*Your task:* In the mailing-list thread about referencing to average after ICA, what two things should a file share, at minimum, with the files that went into ICA before it gets the ICA weights?

*Source excerpt:*
▶
[Eeglablist] re referencing to average after ICA

Raquel London raquellondon at gmail.com
Sun Sep 4 05:29:54 PDT 2016


Dear Tarik,

Thanks so much for your reply, this is very helpful to me.
Once I have made some decisions and ran further steps I will definitely
share what I've come up with.

cheers,
Raquel

On Sat, Sep 3, 2016 at 10:24 PM, Tarik S Bel-Bahar <tarikbelbahar at gmail.com>
wrote:

> Thanks for your question Raquel, and great idea to get a better idea of
> the mechanics and assumptions. Hands-on playing with different options and
> rerunning ICAs can be quite useful. What I meant is that usually
> researchers, as far as I understand, usually apply the ICA decomposition to
> files (from processing steps before ICA) that are very similar to the files
> that went "into" ICA. But there are various ways the files could be the
> "same"....
>
> In other words, the usual thing is to apply the ICA weights to a file that
> has at least
> ***A. the *same* channels as the file(s) that went into ICA
> ***B. the *same* subject and same recording session as the file(s) that
> went into ICA
> I think this is due the basic expectations of ICA and the data structures
> in eeglab.  Also, each person/session of course has their own decomposition.
>
>
> FURTHER
> ***C. Usually,the file which is getting the ICA weights will be the *same
> *as the file(s) that went into the ICA (e.g, in terms of filtering or
> bandpassing or re-referencing). Relatedly, I don't believe it's appropriate
> to apply ICA weights from 1hz-highpass files to unfiltered files, but I
> might be wrong.
◀
*Recorded data:*
▶
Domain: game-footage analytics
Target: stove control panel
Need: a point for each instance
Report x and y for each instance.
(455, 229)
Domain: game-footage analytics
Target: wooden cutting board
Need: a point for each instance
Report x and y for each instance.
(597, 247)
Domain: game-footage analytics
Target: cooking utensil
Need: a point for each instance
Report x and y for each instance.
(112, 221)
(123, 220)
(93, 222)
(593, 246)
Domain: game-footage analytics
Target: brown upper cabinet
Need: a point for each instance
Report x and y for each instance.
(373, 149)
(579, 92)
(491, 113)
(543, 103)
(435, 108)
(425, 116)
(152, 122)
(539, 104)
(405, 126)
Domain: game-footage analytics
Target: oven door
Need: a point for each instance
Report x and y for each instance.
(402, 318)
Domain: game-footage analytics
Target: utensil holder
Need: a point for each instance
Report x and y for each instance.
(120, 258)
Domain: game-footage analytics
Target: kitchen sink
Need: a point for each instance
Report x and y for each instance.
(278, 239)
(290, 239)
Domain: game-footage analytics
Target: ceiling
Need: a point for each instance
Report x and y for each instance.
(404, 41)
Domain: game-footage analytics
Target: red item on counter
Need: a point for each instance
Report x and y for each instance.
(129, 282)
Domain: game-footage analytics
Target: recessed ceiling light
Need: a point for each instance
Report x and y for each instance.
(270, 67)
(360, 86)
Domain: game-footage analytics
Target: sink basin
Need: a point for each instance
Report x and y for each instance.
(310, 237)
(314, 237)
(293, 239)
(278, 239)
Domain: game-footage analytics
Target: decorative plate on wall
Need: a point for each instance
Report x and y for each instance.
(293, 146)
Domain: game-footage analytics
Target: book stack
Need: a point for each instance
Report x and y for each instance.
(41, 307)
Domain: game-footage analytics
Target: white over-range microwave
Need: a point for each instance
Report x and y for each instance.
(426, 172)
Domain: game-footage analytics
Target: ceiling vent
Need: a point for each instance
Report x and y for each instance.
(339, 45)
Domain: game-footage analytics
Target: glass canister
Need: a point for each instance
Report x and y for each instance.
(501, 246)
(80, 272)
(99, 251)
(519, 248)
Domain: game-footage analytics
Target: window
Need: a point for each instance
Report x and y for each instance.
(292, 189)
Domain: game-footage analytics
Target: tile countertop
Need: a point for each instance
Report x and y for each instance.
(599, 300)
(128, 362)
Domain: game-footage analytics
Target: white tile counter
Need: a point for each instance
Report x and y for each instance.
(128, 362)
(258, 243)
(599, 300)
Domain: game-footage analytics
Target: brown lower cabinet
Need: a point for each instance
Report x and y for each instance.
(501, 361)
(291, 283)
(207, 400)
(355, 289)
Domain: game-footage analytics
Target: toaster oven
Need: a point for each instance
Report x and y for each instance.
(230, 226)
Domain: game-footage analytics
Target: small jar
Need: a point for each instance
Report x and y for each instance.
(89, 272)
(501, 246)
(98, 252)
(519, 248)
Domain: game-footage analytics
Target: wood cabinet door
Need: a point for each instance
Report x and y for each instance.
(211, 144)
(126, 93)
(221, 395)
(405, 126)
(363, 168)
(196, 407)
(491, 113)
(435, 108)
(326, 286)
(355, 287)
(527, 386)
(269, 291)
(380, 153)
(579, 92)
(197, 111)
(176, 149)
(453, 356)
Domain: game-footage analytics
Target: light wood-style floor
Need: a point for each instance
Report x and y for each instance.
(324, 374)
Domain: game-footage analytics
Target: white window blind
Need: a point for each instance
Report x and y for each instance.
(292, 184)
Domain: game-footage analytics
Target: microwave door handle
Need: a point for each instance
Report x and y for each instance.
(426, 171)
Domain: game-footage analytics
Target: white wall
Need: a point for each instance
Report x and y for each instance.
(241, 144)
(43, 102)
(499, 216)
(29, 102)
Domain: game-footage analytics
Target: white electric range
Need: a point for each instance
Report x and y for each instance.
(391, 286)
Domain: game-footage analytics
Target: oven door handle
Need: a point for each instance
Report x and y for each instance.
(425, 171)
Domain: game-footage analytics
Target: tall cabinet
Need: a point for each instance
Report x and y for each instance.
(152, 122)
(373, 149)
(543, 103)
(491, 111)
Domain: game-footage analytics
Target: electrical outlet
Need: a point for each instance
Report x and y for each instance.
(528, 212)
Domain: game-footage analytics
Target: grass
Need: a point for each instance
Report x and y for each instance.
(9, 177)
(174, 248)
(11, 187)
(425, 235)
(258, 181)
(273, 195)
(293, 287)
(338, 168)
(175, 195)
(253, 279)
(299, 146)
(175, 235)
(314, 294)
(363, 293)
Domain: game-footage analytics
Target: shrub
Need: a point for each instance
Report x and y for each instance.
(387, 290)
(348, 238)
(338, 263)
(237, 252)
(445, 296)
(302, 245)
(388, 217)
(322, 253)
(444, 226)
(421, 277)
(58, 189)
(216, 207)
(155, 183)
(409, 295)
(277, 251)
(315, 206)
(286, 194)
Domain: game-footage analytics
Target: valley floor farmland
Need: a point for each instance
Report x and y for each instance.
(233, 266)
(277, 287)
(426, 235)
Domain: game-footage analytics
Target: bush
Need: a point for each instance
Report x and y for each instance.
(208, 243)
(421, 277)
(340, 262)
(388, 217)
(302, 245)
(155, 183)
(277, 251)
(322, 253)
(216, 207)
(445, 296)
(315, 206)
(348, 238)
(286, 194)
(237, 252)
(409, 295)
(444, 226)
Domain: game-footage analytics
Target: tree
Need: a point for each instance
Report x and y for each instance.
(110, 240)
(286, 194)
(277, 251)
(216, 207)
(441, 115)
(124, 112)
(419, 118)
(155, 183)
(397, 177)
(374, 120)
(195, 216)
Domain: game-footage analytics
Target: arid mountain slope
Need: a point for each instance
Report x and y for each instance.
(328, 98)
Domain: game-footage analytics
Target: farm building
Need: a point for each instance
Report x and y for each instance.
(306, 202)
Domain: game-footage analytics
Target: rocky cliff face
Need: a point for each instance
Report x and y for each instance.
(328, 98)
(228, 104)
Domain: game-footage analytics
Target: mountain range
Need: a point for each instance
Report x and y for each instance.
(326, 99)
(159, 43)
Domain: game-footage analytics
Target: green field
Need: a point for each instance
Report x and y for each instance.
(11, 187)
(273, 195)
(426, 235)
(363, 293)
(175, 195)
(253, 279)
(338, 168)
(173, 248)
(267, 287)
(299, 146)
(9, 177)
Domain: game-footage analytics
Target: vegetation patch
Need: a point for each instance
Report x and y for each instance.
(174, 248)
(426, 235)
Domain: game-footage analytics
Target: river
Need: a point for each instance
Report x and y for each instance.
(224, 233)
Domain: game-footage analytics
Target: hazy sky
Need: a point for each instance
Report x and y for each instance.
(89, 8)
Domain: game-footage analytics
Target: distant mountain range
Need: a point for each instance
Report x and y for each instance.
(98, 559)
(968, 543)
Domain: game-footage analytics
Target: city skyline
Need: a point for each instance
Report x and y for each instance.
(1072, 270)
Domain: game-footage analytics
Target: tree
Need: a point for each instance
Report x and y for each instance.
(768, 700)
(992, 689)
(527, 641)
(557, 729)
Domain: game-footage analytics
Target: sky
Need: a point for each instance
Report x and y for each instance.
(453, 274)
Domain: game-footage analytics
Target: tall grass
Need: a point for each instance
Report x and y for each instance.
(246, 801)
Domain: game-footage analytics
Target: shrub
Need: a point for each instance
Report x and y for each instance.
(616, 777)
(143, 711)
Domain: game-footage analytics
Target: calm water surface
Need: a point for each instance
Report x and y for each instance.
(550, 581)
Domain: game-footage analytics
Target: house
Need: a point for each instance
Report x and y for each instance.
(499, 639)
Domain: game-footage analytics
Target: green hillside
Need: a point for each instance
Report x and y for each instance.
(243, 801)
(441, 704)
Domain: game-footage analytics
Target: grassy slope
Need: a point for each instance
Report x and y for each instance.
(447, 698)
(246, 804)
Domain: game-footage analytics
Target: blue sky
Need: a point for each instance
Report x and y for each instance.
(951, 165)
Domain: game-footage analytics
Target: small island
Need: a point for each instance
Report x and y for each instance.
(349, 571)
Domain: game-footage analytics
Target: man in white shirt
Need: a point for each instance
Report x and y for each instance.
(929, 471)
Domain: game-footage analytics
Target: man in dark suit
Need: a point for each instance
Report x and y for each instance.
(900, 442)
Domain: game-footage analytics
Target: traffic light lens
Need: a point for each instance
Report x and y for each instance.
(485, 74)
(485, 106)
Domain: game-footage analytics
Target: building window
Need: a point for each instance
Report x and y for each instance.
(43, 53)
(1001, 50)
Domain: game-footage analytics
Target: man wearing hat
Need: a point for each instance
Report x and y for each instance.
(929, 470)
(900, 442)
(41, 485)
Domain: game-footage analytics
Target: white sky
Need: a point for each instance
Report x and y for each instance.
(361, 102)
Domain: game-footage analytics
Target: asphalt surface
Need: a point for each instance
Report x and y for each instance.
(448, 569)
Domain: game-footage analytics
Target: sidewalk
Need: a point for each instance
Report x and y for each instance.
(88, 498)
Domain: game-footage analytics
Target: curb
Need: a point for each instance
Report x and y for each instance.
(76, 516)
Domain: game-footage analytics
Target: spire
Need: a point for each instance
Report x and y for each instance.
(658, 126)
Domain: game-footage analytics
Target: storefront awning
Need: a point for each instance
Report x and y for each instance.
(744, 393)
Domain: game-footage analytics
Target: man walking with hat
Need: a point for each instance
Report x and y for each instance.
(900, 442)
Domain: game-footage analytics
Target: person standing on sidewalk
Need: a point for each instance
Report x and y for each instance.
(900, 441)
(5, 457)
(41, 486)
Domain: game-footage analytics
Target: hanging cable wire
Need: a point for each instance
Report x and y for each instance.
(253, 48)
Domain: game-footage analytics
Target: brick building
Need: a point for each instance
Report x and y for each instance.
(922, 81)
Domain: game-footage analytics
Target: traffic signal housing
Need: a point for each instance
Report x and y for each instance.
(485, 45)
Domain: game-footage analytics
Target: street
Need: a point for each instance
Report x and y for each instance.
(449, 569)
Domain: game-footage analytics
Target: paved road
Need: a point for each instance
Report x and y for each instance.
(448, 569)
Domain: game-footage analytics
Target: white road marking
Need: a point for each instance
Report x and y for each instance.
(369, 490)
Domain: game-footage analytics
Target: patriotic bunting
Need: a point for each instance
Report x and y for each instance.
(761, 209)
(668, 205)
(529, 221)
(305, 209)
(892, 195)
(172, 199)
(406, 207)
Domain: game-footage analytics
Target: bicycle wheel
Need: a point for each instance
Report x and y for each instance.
◀
*Correct output:* It should have the same channels and come from the same subject and recording session.